Collection entries:
=-=-=-=-=
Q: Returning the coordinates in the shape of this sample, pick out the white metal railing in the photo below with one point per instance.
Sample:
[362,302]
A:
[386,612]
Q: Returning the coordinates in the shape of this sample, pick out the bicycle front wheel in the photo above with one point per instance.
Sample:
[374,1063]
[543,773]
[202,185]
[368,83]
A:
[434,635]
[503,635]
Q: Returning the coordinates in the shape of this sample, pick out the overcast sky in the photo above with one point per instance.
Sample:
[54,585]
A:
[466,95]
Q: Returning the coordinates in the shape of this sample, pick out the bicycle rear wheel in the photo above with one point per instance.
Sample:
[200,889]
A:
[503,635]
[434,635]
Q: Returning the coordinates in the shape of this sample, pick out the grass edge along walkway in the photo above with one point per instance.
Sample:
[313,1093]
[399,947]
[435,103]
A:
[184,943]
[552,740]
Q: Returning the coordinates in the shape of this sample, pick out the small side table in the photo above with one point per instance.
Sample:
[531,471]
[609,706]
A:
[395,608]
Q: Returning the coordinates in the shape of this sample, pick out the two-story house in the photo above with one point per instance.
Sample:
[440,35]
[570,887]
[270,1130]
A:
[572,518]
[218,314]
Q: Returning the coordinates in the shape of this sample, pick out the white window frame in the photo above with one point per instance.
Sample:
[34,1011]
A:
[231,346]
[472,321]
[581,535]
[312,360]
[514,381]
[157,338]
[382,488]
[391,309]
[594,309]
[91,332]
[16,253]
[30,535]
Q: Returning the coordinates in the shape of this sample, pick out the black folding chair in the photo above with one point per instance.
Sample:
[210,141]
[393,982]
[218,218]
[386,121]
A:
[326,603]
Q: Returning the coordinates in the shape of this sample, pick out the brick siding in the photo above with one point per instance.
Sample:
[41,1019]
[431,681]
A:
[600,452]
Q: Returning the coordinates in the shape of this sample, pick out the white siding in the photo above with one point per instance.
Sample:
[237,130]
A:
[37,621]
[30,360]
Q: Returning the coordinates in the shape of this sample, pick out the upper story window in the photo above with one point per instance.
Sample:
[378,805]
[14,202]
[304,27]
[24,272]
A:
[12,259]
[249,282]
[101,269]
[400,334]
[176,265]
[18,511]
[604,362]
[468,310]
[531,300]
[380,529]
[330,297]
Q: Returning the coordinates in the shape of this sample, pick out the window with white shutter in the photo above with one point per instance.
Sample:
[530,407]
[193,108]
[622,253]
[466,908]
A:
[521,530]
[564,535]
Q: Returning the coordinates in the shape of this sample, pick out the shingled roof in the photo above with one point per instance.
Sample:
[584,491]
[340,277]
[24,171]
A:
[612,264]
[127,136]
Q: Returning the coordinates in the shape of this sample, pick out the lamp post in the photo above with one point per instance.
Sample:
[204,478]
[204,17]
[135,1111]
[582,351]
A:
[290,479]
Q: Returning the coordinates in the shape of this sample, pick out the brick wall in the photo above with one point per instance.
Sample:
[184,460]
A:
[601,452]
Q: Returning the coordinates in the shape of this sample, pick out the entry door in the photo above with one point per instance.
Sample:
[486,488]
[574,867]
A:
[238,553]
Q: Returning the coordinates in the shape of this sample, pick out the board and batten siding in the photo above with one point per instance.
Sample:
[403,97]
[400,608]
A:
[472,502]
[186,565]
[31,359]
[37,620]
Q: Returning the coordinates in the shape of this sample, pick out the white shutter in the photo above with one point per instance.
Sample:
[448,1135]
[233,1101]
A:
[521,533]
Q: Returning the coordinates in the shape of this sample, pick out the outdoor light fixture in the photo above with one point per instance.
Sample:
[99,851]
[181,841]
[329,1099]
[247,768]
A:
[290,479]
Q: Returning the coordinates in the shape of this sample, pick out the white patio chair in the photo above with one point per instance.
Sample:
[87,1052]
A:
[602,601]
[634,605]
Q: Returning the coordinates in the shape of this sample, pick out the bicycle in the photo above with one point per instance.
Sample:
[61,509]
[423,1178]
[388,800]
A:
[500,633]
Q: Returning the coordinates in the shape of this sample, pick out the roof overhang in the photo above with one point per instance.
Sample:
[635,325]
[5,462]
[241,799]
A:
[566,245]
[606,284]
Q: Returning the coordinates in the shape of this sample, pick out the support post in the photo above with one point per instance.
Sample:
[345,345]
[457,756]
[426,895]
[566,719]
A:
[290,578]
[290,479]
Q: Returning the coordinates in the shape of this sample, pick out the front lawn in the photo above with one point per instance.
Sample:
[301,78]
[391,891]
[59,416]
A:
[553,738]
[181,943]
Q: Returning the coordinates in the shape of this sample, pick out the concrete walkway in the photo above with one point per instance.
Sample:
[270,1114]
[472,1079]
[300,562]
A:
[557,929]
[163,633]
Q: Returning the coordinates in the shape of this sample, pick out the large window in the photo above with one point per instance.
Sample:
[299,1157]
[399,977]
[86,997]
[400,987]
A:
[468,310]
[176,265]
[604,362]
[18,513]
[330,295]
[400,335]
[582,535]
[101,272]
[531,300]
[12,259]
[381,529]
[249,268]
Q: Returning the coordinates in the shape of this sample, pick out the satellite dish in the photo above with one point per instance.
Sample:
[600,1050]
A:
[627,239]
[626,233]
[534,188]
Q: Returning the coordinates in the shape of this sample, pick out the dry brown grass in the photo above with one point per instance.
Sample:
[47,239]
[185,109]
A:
=-=-=-=-=
Reproduce all of the data. Leave every line unchanged.

Q: Returning the coordinates in the shape of this sample, pick out the white metal railing in the photo below with one point per instance.
Sample:
[362,302]
A:
[386,612]
Q: Returning the coordinates in the shape of this sample, pick out the bicycle front wheel in the photo above with one point per instance.
Sample:
[374,1063]
[543,773]
[202,185]
[368,83]
A:
[434,635]
[503,635]
Q: Returning the coordinates in the shape of this sample, pick out the overcast sky in the photo above with one point per instance.
Sample:
[54,585]
A:
[466,95]
Q: Returning the coordinates in the shape of this sample, pick out the bicycle rear wheel in the photo above with one point per instance.
Sample:
[200,889]
A:
[503,635]
[434,635]
Q: Returning the coordinates in the shape of this sample, pick out the grass edge along walkway in the photo above with one point per instance.
Sample:
[313,1093]
[399,947]
[435,103]
A:
[184,943]
[552,740]
Q: Returning the coordinates in the shape of this sample, pick out the small side table in the photo above with one point per instance.
Sample:
[531,471]
[609,706]
A:
[395,608]
Q: Returning the coordinates in the shape of this sample, pick out the two-story house in the photo above with one point per instance.
Sample:
[440,35]
[570,887]
[270,1130]
A:
[572,518]
[218,314]
Q: Returning the coordinates in the shape of this sample, pick out the white window frame in the photo above with one point per instance.
Sample:
[34,1011]
A:
[231,346]
[472,321]
[581,535]
[312,360]
[514,381]
[157,338]
[382,488]
[391,309]
[594,309]
[91,332]
[16,253]
[30,535]
Q: Returning the coordinates in the shape of this sample, pick out the black folding chair in the photo above with one point per instance.
Sample:
[210,141]
[393,982]
[218,218]
[386,121]
A:
[326,603]
Q: Returning the coordinates in the shape of this sample, pick out the brick siding in the photo above with one point per instance.
Sample:
[41,1019]
[431,681]
A:
[600,452]
Q: Returning the coordinates in the shape of this sample, pick out the white siding in the photo above with one point per instance.
Sample:
[237,130]
A:
[37,621]
[30,360]
Q: Returning the coordinates in the shape of this sample, pick out the upper story window in the photo above with one point per instance.
Sample:
[378,805]
[14,202]
[304,27]
[24,272]
A:
[12,259]
[249,282]
[101,269]
[400,334]
[176,265]
[18,511]
[604,362]
[468,310]
[531,300]
[380,529]
[330,297]
Q: Returning the coordinates in the shape of this sample, pick out the window with white shutter in the photo above with one point per instance.
Sample:
[530,407]
[193,108]
[622,253]
[466,908]
A:
[521,530]
[564,535]
Q: Returning the coordinates in the shape of this sample, pick out the shingled roof in the photo above with one point per instance.
Sample:
[584,491]
[340,277]
[24,171]
A:
[612,264]
[127,136]
Q: Returning the coordinates in the shape of this sample, pick out the lamp post in the photo above with one point per instance.
Sample:
[204,478]
[204,17]
[135,1111]
[582,351]
A:
[290,479]
Q: Returning the coordinates in the shape of this sample, pick out the brick wall in the photo above with one point per instance.
Sample:
[184,460]
A:
[601,452]
Q: Returning the coordinates in the shape of this sample, pick out the entry door in the photo above with one point per instance.
Sample:
[486,488]
[574,867]
A:
[238,553]
Q: Returning the coordinates in the shape of this sample, pick out the board and batten siding in the photo above with one point per instance.
Sample:
[403,97]
[400,608]
A:
[472,502]
[186,565]
[31,359]
[37,620]
Q: Returning the coordinates in the shape of this sample, pick out the white shutter in the photo above with one point per instance.
Sample:
[448,1135]
[233,1101]
A:
[521,533]
Q: Returning the coordinates in the shape of this sample, pick out the outdoor light fixture in the photo above with one point per instance.
Sample:
[99,851]
[181,841]
[329,1099]
[247,768]
A:
[290,479]
Q: Returning the coordinates in the shape of this sample, pick out the white patio chair in the photo above with one point per instance.
Sample:
[87,1052]
A:
[602,601]
[634,605]
Q: Returning the coordinates in the shape of this sample, pick out the bicycle in the photo above with one point per instance.
Sample:
[61,509]
[423,1178]
[388,800]
A:
[500,633]
Q: Returning the coordinates in the shape of this sample, pick out the roof overhang in the photo above with one point per instance.
Sample:
[635,325]
[5,462]
[241,799]
A:
[566,245]
[606,284]
Q: Returning the coordinates in the shape of this sample, pick out the support post in the photo above with one point per instance.
Sample:
[345,345]
[457,756]
[426,895]
[566,719]
A:
[290,578]
[290,479]
Q: Returning the coordinates in the shape of this sample, pick out the front lawn in the photo above with one point per instance.
Sample:
[301,78]
[391,891]
[59,416]
A:
[553,738]
[181,943]
Q: Returning the coordinates in the shape of this sample, pick out the concrete walkway in the photo above with one point per instance.
Sample:
[270,1114]
[472,1079]
[300,562]
A:
[557,929]
[163,633]
Q: Returning the coordinates in the shape of this sample, pick out the large window in the photo above with one point per instance.
Sample:
[299,1157]
[399,977]
[86,997]
[400,987]
A:
[468,310]
[176,265]
[604,362]
[18,513]
[330,295]
[400,335]
[582,535]
[101,272]
[531,300]
[12,259]
[381,529]
[249,268]
Q: Returning the coordinates in the shape of this sample, pick out the satellite dish in the photo above with one point per instance.
Sample:
[600,1050]
A:
[627,239]
[626,233]
[534,188]
Q: Returning the coordinates in the shape of this sample, pick out the dry brown grass in the photo above with one point per instance.
Sample:
[47,239]
[185,109]
A:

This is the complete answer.